───── INFORMATION PROVIDED ─────

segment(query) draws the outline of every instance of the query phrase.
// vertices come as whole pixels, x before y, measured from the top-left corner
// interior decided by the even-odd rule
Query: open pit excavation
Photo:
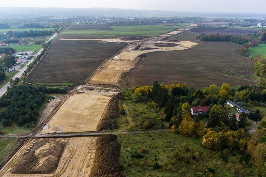
[[[108,173],[111,171],[111,176],[124,176],[119,174],[117,160],[120,147],[119,144],[114,144],[117,141],[115,135],[111,141],[107,136],[98,140],[99,136],[103,136],[98,134],[80,137],[36,137],[53,133],[60,134],[95,131],[111,127],[117,128],[109,119],[115,118],[119,113],[117,104],[111,102],[118,102],[119,90],[116,86],[120,85],[123,73],[133,68],[140,57],[146,53],[183,50],[197,45],[189,41],[165,41],[164,38],[84,39],[126,42],[129,45],[113,58],[104,63],[87,84],[78,86],[62,98],[55,111],[43,115],[42,119],[45,121],[42,123],[41,128],[38,127],[0,170],[0,177],[89,176],[92,170],[91,175],[96,176],[109,175]],[[110,145],[106,145],[108,143]],[[108,153],[105,152],[106,152],[105,149],[113,146],[114,148],[109,149]],[[116,155],[113,156],[114,152]],[[111,165],[112,164],[110,160],[113,160],[112,163],[116,164],[115,169],[112,169],[113,167]],[[95,164],[94,162],[96,162]],[[104,166],[109,167],[104,170]]]
[[[114,92],[81,90],[66,100],[40,134],[96,131]]]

─────

▶ [YOUR OBJECTIVE]:
Copy all of the data above, swapping "vertices" for "points" and changing nothing else, and leave the pictures out.

▶ [ANSWER BELOW]:
segment(query) draws the outline of every instance of the query phrase.
// points come as whole pixels, x before y, measured from the top-left corner
// interior decided by the even-odd rule
Query: open pit excavation
Photo:
[[[108,173],[111,171],[111,176],[124,176],[119,174],[117,160],[120,147],[119,144],[114,144],[117,141],[115,135],[111,141],[107,136],[98,140],[99,136],[103,136],[98,134],[80,137],[36,137],[53,133],[60,134],[95,131],[111,127],[117,128],[109,119],[115,118],[119,113],[117,104],[111,102],[118,102],[119,90],[116,86],[120,85],[123,73],[133,68],[140,57],[146,53],[183,50],[197,45],[189,41],[165,41],[164,38],[84,39],[126,42],[129,45],[113,58],[104,63],[87,84],[78,86],[62,98],[55,111],[43,115],[42,119],[45,121],[42,123],[41,128],[38,127],[0,170],[0,177],[89,176],[92,170],[91,175],[96,176],[109,175]],[[110,145],[106,145],[108,143]],[[108,153],[105,152],[106,152],[105,149],[113,146],[114,148],[109,149]],[[116,155],[113,156],[114,152]],[[111,165],[112,164],[110,160],[113,160],[112,163],[116,164],[115,169],[112,169],[113,167]],[[95,164],[94,162],[96,162]],[[104,166],[109,167],[104,170]]]
[[[114,92],[81,90],[66,100],[40,134],[96,131]]]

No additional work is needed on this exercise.